> [EXERCISE]:
Rewrite the stretch from the row containing "Return one point per instance of the distant" through the last row, putting "distant ridge" in place of "distant hill" and changing nothing else.

> [TASK MATERIAL]:
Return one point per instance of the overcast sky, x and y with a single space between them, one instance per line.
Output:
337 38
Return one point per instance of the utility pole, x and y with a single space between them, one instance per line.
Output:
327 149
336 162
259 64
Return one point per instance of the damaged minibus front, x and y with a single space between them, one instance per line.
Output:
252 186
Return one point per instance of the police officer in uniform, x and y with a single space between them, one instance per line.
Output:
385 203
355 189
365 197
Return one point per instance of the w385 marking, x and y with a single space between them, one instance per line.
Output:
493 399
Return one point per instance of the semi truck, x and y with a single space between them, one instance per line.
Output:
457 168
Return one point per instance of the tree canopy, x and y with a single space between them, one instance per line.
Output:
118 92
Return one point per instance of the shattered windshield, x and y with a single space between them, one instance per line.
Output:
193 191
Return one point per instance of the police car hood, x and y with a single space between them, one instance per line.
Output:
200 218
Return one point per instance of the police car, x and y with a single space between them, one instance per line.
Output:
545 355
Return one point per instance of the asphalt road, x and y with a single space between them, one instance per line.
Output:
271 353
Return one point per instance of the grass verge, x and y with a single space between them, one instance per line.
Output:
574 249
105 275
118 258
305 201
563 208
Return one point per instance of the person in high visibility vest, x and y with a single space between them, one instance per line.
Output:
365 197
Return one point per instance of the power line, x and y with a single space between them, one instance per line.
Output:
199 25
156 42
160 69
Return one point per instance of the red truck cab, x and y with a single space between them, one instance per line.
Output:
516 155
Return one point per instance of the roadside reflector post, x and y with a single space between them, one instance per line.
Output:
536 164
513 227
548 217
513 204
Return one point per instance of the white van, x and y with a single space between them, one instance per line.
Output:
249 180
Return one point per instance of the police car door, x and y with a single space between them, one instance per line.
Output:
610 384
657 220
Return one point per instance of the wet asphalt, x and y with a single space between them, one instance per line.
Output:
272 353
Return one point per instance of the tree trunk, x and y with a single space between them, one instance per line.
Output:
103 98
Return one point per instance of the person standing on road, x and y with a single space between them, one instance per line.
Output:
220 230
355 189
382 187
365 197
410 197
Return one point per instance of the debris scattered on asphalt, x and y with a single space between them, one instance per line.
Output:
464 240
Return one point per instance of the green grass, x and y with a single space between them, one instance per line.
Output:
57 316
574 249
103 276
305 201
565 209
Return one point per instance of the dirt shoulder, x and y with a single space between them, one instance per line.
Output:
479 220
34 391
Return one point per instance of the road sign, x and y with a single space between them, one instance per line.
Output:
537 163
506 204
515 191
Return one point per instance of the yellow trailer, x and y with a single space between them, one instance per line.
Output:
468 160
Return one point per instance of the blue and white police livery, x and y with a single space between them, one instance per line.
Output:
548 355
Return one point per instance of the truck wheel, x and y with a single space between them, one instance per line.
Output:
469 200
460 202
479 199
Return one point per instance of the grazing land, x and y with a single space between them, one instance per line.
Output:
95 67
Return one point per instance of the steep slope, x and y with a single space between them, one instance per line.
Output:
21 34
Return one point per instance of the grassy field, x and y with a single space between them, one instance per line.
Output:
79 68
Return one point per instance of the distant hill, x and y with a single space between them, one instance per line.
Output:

> [TASK RESPONSE]:
Return one point per instance of the distant ridge, x and y with a single space between them, one instance per line.
Output:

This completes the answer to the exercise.